* _What is being asked_
Number of lines below with "lesson": work it out and reply with that number only.

Stored entries
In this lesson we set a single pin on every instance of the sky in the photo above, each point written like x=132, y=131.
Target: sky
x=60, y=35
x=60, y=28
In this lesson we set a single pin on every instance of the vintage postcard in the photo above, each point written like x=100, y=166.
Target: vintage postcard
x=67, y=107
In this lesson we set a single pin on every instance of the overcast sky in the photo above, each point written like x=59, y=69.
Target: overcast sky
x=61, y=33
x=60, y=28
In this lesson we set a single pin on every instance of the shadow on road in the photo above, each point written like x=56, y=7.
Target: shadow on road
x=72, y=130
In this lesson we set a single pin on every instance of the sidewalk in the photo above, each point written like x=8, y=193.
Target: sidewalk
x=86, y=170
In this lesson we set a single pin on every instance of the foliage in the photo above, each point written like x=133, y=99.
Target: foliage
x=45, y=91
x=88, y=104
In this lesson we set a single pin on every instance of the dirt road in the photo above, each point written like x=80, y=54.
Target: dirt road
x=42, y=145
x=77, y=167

* _Written solution_
7